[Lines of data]
☆ ☆ ☆

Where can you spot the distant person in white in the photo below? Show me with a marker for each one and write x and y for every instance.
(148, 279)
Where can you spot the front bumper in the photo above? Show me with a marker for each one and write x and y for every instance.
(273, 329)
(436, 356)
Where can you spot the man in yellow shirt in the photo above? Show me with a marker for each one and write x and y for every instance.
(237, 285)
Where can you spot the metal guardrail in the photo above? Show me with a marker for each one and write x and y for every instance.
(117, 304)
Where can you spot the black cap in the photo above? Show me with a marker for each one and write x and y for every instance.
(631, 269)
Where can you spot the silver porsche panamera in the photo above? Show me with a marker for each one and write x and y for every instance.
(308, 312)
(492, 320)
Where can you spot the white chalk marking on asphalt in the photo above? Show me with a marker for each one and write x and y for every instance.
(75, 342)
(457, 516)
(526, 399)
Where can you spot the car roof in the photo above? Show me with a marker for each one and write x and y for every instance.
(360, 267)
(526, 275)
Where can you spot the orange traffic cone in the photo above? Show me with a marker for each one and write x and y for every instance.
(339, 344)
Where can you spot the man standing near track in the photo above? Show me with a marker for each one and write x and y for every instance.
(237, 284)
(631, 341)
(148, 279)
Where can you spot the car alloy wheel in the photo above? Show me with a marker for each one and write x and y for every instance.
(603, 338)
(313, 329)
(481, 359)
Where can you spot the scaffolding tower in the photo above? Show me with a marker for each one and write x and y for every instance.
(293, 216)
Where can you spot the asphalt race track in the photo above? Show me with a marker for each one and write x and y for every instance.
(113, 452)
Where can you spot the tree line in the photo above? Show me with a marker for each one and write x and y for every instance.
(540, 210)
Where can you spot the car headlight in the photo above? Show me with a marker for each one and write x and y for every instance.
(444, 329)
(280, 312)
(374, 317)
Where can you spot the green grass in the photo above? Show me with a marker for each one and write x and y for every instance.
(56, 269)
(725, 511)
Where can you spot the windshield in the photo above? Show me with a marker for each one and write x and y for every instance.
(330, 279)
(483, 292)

☆ ☆ ☆

Extract the listing in its entirety, matching it exactly.

Where can you spot the distant person in white in the photo below? Show me with a marker for each one and write x and y for every instance.
(148, 279)
Where can you spot the front bumper in the photo above? Show me with a marker for each one and write x and y for every instance.
(273, 329)
(436, 356)
Where can you spot the man in yellow shirt in the photo above? Show me with a marker for each one and write x and y for every instance.
(237, 285)
Where can you spot the metal guardrail in the photo above? Show me with a marker for each one and write x and y for every instance.
(117, 304)
Where can you spot the black cap in the photo above? Show me with a marker for each one and write x and y for every instance.
(631, 269)
Where can you spot the silver porsche panamera in the photo above? Show me with a marker for each one and write x and y for every instance.
(308, 312)
(492, 320)
Where can you spot the white chalk marking on asphalt in the photo above? Show me with a marker for each one and write x and y for every instance.
(75, 342)
(457, 516)
(526, 399)
Where can you spot the car roof in the photo above? Show me with a marker for each one and write x and y for every instance.
(360, 267)
(526, 275)
Where can you spot the orange traffic cone in the photo above? Show me with a marker for each one and write x and y for every instance.
(339, 344)
Where can you spot the man standing near track in the photo above? Show me with a marker for each one and write x and y for every instance.
(237, 284)
(631, 341)
(148, 279)
Where can you spot the car alloy wheel in the photo above? Show me with a marker for each one and write x and y for every instance.
(603, 338)
(313, 329)
(481, 359)
Where can you spot the scaffolding tower in the photo above? Show me with a marker for each one and write x and y for every instance.
(293, 216)
Where can you spot the asphalt race track in the photo above? Show me with a marker for each one and write x and y for every instance.
(113, 452)
Where can you spot the tree line in the photo above? Show me with a marker for each one and write x and y for every instance.
(540, 210)
Where can you spot the car headlight in the photo above? Show me with a marker for each one and write x and y for every instance.
(444, 329)
(280, 312)
(374, 317)
Where can you spot the green grass in the photo above? Show me with a marker for each one and write x and y for every instance.
(56, 269)
(725, 511)
Where can you spot the windshield in the photo above? Show me with a marker for each one and write x and y for every instance.
(330, 279)
(483, 292)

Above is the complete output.